— TEXT PROVIDED —
Each of the objectives of the Occupation MacArthur carried out are treated in detail: punishing war criminals, destroying Japan’s military power, holding free elections, enfranchising women, liberalizing education, separating church from state, liberating the farmers, supporting free trade unions, civil rights and civil liberties, abolishing police oppression, and modernizing the constitution. There is useful discussion of the importance of Article Nine of the constitution, which outlawed belligerency as an instrument of state policy and so committed Japan to not maintaining a standing army. It is also explained how as the Cold War begins the United States, which had insisted on the provision, does all it can to force Japan to rearm and become part of the U.S. projection of military force in the world.

Initially the Occupation sought to destroy the institutional roots of militarism and the social and economic forces that had motivated its imperialist aggressions. Virtually overnight SCAP swept away the repressive infrastructure that had supported the police state transferring sovereignty from the Emperor to the people in an effort to depoliticize the throne and empower ordinary citizens. Conservatives argue that the new constitutional order was imposed at gunpoint. “Perhaps, but we should remember,” Takemae writes quoting Christian socialist Katayama Tetsu, that “it was imposed on reactionaries, not the people, and that most Japanese recognized that singular fact.”

— PROVIDED MATERIAL —
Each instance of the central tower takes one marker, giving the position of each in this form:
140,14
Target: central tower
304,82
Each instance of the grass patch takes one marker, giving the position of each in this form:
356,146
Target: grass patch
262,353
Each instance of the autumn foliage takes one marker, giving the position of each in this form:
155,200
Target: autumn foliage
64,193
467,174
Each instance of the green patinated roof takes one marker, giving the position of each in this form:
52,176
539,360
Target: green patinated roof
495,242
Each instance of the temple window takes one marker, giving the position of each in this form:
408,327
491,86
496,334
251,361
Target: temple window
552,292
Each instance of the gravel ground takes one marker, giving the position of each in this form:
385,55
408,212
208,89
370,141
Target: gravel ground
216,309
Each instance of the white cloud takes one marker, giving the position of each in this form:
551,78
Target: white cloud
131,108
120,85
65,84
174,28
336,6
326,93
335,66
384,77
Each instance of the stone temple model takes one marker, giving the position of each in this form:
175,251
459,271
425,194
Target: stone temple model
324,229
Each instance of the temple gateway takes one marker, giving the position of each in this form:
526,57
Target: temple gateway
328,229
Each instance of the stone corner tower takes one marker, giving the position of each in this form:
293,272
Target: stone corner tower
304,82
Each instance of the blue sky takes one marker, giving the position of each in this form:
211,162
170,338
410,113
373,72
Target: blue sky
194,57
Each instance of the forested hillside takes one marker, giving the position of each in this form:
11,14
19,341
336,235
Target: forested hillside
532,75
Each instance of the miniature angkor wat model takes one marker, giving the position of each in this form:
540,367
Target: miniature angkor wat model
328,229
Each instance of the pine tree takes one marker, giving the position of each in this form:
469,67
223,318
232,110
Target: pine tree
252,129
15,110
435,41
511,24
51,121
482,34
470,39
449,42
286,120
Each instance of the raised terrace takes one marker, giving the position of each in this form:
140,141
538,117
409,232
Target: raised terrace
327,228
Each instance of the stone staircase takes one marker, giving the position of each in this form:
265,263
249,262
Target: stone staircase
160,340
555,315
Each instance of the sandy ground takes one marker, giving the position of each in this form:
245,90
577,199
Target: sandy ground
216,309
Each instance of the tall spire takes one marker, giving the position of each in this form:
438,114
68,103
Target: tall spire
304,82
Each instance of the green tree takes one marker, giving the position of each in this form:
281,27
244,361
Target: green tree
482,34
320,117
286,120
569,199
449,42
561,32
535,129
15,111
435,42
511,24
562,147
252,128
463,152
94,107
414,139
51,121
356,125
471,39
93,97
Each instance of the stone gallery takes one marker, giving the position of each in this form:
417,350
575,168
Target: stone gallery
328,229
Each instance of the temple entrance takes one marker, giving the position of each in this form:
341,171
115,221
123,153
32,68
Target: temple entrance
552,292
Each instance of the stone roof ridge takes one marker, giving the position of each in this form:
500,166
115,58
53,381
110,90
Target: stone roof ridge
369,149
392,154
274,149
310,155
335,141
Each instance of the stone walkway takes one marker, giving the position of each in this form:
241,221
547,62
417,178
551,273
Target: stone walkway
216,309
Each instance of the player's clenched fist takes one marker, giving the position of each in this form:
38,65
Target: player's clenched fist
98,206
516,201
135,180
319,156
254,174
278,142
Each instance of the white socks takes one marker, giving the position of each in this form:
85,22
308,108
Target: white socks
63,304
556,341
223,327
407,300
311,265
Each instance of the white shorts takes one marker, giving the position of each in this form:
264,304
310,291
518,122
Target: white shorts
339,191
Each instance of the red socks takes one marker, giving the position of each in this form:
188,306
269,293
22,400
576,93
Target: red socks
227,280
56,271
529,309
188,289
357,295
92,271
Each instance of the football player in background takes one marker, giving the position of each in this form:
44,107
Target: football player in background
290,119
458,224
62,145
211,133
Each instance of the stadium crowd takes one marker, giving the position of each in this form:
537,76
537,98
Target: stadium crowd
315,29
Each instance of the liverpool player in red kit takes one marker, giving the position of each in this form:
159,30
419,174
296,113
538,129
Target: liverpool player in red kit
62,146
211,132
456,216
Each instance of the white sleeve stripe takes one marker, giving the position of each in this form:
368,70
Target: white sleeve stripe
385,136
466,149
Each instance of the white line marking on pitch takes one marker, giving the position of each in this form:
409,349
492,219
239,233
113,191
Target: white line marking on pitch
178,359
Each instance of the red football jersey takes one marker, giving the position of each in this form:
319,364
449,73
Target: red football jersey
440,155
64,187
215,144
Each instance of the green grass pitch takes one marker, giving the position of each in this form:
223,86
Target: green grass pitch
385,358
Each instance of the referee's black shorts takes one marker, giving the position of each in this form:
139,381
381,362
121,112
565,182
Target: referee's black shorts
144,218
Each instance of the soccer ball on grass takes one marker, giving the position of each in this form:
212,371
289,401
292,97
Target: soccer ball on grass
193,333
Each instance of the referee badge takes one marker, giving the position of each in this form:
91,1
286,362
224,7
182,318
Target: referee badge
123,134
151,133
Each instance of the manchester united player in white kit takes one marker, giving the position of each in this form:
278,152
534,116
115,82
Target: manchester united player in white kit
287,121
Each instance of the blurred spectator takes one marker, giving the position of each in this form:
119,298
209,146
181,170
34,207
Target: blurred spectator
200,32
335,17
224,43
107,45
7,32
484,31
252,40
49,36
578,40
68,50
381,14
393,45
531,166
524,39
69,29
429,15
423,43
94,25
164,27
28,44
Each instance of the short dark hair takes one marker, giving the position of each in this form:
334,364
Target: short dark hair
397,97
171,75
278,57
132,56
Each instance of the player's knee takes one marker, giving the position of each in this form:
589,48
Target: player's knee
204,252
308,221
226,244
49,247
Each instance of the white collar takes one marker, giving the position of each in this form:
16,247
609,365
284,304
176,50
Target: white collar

— WHAT IS BEING ASKED —
List every person the passage on the Occupation of Japan names. You won't need the data for this.

— RESPONSE BELOW —
MacArthur, Takemae, Katayama Tetsu